# Montagen für Friedfische



## Kochtopf (12. August 2019)

Schöner Bericht, vielen Dank dafür. Allerdings halte ich die Schlaufenmontage für kritisch bei abrissen. Ich meine, bei Hegefischen ist sie deswegen oftmals verboten, die meisten die ich persönlich kenne fischen eine einfach durchlaufmontage


----------



## Kochtopf (12. August 2019)

Wieso erscheint der Beitrag nicht im Forum bzw warum finde ich ihn nicht in meiner Übersicht ungelesener Artikel? Hab ihn durch Zufall gefunden


----------



## Hering 58 (12. August 2019)

Schöner Bericht, vielen Dank für das einstellen.


----------



## der matti (12. August 2019)

0,08er Hauptschnur zum Stippen, für Anfänger...alles klar. Na wenigstens ist auf der Kinderzeichnung die Hauptschnur mit 0,18-0,14 gekennzeichnet.


----------



## Kochtopf (12. August 2019)

# Übungsdaten
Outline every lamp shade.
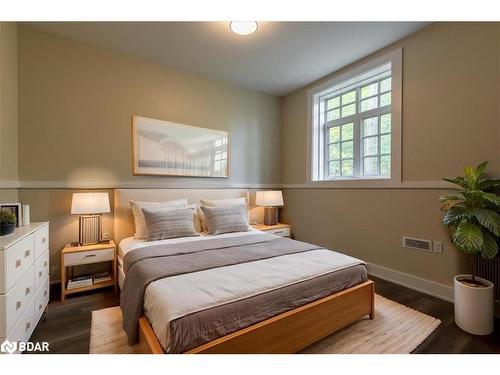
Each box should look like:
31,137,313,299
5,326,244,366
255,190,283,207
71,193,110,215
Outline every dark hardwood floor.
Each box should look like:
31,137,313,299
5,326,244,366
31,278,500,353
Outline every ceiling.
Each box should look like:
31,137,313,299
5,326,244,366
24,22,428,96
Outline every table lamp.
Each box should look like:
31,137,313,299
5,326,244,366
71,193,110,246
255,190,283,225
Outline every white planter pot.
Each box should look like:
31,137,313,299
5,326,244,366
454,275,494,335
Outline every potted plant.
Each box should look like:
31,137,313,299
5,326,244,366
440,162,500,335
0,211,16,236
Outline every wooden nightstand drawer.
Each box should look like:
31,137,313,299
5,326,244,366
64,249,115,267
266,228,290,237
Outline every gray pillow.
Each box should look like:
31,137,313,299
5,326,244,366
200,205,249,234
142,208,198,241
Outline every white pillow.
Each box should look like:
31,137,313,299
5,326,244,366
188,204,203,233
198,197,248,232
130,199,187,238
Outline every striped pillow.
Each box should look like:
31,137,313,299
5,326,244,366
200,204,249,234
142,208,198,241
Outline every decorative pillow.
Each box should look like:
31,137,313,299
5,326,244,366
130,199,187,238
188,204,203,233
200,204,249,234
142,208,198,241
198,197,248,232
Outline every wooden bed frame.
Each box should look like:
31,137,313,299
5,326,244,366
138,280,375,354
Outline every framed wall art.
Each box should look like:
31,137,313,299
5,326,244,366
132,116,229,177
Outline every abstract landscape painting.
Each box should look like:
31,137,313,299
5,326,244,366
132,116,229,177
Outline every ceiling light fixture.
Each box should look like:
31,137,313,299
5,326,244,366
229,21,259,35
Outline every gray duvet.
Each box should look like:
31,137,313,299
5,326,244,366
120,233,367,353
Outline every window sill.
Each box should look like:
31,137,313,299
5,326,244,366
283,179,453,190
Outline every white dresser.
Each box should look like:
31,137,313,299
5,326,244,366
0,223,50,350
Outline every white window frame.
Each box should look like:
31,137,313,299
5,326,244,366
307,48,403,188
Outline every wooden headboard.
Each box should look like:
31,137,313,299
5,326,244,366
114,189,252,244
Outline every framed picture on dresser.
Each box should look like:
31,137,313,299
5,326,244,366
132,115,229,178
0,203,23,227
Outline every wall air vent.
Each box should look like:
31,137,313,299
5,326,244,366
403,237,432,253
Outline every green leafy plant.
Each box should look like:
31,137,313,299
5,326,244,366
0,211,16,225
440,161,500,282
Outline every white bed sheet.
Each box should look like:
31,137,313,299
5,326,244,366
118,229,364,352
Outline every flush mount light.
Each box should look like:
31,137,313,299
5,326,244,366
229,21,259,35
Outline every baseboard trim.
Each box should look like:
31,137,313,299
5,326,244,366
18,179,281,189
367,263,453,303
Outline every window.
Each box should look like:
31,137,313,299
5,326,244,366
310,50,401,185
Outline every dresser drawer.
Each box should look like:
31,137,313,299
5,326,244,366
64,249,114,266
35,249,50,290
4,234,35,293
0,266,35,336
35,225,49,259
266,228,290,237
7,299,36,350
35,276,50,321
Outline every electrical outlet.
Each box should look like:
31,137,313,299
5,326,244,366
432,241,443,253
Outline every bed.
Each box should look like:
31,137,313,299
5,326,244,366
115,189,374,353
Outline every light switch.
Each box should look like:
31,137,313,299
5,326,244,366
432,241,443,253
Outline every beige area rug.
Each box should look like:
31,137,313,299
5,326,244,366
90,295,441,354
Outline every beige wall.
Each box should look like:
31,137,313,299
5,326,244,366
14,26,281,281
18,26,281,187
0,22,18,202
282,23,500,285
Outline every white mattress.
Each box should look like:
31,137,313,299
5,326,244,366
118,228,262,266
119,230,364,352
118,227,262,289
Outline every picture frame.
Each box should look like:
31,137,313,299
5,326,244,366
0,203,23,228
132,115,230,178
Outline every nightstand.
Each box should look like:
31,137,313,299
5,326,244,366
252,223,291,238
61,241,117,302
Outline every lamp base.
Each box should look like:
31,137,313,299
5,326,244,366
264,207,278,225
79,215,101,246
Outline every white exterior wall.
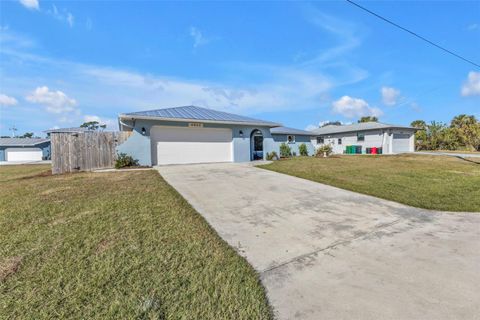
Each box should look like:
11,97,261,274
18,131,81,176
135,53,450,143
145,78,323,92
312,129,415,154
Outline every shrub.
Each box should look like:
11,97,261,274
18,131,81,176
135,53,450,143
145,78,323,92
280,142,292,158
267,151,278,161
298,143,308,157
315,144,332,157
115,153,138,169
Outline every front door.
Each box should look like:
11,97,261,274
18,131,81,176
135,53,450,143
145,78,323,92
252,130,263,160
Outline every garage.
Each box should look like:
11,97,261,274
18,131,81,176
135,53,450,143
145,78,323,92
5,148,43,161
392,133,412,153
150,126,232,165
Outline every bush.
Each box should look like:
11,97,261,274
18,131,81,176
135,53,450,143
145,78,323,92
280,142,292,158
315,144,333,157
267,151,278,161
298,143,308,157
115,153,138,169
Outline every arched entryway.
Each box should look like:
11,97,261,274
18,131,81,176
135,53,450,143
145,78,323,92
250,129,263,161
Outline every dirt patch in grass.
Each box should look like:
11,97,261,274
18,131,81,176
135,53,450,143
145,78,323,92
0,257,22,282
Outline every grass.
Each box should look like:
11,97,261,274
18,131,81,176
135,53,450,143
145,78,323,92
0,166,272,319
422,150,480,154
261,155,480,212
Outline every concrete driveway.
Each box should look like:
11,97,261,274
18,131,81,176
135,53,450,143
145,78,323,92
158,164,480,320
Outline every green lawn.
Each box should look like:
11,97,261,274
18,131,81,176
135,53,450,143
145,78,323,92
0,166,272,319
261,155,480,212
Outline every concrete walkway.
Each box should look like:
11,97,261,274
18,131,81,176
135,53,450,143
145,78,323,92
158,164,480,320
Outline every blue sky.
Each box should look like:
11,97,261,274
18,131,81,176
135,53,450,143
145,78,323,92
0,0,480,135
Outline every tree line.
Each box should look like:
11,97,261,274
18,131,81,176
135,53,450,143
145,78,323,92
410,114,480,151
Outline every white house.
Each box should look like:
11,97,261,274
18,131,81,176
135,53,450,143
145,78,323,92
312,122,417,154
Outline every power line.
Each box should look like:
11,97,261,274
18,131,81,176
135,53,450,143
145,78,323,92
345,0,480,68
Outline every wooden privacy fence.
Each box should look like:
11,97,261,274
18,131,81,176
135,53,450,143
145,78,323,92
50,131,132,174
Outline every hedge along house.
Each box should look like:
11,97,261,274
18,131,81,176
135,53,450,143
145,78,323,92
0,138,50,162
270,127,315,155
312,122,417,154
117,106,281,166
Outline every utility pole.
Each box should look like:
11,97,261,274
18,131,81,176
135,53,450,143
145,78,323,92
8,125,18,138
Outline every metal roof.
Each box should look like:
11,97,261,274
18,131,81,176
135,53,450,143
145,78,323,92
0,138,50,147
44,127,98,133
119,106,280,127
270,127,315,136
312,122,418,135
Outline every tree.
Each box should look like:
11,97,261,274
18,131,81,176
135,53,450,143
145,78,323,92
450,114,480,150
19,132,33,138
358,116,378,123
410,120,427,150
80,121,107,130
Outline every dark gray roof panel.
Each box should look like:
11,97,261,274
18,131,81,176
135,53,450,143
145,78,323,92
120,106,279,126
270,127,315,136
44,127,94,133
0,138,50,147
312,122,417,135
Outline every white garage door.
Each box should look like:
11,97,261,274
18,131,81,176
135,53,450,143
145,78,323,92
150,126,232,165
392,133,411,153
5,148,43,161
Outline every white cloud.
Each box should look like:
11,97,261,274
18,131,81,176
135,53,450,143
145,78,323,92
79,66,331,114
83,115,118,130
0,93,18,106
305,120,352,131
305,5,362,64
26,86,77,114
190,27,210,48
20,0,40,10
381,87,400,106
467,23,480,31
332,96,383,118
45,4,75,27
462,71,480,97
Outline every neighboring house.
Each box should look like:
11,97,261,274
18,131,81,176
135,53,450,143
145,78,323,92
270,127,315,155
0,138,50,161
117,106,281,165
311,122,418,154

==

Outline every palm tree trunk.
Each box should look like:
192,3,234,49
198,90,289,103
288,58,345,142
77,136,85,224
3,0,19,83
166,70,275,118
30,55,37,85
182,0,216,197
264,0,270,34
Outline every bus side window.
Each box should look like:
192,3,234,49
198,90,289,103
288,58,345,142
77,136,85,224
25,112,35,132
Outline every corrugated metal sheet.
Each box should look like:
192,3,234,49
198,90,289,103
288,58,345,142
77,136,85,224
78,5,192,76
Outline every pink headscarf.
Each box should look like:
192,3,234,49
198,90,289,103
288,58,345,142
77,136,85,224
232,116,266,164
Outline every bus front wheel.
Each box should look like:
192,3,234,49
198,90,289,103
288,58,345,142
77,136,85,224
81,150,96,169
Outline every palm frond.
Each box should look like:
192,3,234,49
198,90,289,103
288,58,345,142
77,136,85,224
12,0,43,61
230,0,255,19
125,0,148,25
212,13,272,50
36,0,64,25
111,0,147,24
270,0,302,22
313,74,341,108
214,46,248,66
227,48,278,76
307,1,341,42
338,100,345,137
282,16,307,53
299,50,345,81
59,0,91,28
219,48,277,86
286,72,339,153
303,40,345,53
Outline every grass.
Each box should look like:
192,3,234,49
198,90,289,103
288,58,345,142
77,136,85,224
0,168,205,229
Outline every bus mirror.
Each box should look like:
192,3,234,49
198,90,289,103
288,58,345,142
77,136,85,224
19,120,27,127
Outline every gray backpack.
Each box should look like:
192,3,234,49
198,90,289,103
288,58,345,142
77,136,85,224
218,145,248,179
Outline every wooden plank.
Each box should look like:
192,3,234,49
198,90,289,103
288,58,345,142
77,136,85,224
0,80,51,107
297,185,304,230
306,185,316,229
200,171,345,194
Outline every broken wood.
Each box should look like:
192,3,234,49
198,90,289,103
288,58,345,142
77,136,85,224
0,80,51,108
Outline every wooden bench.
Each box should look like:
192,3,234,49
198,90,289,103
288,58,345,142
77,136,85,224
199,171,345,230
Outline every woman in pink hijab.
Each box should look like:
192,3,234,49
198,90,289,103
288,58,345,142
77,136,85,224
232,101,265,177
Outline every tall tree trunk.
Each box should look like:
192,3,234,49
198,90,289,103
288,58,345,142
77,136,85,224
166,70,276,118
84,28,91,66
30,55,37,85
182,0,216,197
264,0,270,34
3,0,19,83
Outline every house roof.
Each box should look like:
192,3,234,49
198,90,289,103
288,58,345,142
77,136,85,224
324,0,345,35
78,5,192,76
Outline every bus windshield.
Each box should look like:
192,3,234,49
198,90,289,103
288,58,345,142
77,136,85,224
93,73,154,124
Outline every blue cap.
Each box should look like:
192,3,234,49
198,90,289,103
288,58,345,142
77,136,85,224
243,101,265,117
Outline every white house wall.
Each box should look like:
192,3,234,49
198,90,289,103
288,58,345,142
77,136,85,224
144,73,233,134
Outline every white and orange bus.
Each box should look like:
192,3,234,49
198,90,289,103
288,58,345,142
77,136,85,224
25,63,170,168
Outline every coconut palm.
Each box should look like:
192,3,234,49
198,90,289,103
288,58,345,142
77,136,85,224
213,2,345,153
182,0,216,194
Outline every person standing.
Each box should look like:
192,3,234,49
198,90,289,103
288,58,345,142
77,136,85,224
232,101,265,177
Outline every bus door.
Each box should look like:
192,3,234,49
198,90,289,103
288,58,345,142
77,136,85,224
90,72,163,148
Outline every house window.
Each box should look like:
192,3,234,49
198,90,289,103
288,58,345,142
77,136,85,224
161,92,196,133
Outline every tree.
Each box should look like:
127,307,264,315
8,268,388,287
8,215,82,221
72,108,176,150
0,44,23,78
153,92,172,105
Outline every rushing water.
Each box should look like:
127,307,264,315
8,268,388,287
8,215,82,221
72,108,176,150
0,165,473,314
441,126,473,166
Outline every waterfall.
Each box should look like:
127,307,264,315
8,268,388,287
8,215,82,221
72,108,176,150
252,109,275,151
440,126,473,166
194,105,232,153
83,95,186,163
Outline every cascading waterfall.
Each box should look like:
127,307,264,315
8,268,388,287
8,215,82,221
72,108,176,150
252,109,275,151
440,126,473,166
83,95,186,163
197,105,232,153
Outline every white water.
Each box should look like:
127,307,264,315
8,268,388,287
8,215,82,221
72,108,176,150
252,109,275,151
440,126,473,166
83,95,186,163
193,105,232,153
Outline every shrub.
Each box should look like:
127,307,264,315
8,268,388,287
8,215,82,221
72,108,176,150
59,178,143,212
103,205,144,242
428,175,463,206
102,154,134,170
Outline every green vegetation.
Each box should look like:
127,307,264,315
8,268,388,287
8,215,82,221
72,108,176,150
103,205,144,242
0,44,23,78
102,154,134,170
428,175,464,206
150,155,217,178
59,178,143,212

# Zu erledigen
[A] Stelle fest, ob die folgenden Aussagen mit dem Forenthread übereinstimmen, und beantworte jede mit Ja oder Nein samt den entscheidenden Worten des Forenthreads als wörtlichem Zitat.
(i) Kochtopf hält die Schlaufenmontage bei Abrissen für kritisch.
(ii) Laut der matti ist auf der Kinderzeichnung die Hauptschnur mit 0,08 gekennzeichnet.
(iii) Kochtopf hat den Beitrag über die Übersicht ungelesener Artikel gefunden.
[B] Wandle in den Datensätzen die Zeilen von der Zeile mit „Outline every white dresser.“ bis einschließlich der Zeile mit „118,229,364,352“ in eine JSON-Liste von Strings um, mit einem String pro Zeile und ohne Leerzeilen.
Der Forenthread und die Datensätze stammen aus unterschiedlichen Quellen.

# Lösungen
[A]
(i) Ja: „Allerdings halte ich die Schlaufenmontage für kritisch bei abrissen.“
(ii) Nein: „Na wenigstens ist auf der Kinderzeichnung die Hauptschnur mit 0,18-0,14 gekennzeichnet.“
(iii) Nein: „Hab ihn durch Zufall gefunden“

[B]
[
  "Outline every white dresser.",
  "Each box should look like:",
  "31,137,313,299",
  "5,326,244,366",
  "0,223,50,350",
  "Outline every white window frame.",
  "Each box should look like:",
  "31,137,313,299",
  "5,326,244,366",
  "307,48,403,188",
  "Outline every wooden headboard.",
  "Each box should look like:",
  "31,137,313,299",
  "5,326,244,366",
  "114,189,252,244",
  "Outline every framed picture on dresser.",
  "Each box should look like:",
  "31,137,313,299",
  "5,326,244,366",
  "132,115,229,178",
  "0,203,23,227",
  "Outline every wall air vent.",
  "Each box should look like:",
  "31,137,313,299",
  "5,326,244,366",
  "403,237,432,253",
  "Outline every green leafy plant.",
  "Each box should look like:",
  "31,137,313,299",
  "5,326,244,366",
  "0,211,16,225",
  "440,161,500,282",
  "Outline every white bed sheet.",
  "Each box should look like:",
  "31,137,313,299",
  "5,326,244,366",
  "118,229,364,352"
]